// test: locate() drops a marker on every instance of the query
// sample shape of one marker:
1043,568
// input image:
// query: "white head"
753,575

==

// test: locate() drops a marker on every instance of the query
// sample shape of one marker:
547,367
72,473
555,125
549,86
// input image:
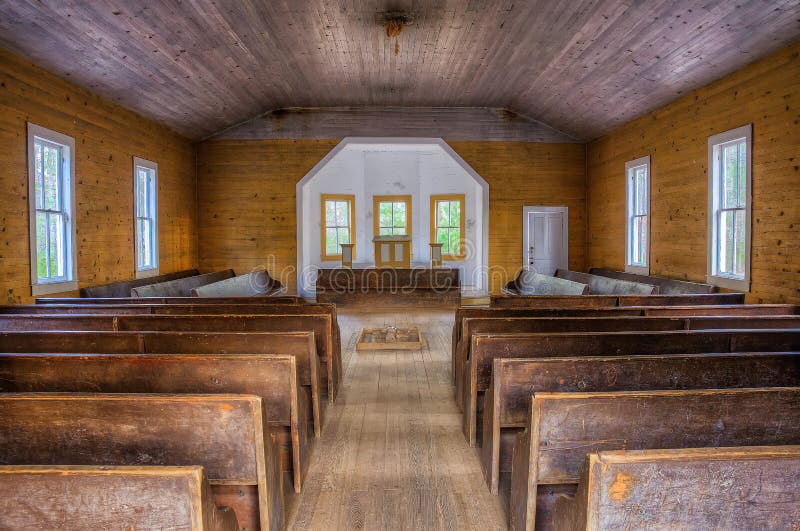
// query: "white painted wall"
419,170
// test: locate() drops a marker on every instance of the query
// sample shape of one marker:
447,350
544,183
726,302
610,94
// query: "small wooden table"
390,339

* * *

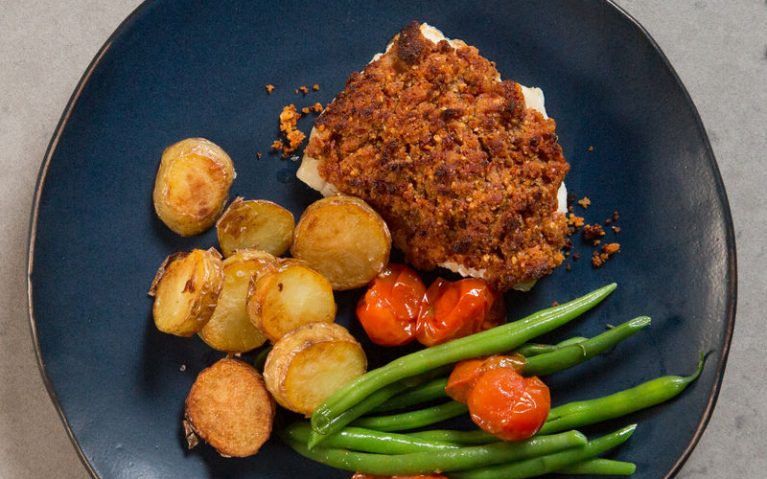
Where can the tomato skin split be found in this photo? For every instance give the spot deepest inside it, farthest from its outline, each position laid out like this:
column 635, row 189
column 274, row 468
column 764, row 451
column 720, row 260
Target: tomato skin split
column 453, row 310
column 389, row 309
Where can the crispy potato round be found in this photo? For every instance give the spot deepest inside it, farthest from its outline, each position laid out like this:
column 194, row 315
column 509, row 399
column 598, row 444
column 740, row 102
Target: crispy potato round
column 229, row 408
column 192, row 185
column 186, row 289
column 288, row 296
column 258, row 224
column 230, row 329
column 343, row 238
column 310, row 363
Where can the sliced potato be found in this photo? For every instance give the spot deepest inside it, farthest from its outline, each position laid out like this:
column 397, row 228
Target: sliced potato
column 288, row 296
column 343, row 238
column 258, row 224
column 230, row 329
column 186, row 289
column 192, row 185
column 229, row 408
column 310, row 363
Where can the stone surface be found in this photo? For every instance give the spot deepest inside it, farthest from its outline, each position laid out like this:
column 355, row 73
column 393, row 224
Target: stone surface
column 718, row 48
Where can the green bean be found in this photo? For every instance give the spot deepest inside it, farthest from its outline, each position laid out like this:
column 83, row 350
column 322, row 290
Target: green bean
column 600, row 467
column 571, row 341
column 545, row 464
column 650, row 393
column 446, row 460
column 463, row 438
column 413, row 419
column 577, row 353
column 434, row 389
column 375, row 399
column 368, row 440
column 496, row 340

◆ WHAT THE TASK ASKS ◆
Report every line of the listing above that contains the word "sliced", copying each such line in full.

◆ OUTPUT FOR THIS EXERCISE ◆
Where can the sliced potato be found in this photo? For every instance give the spot deepest inside it, farthest from its outline, each position laid out like this:
Target: sliced potato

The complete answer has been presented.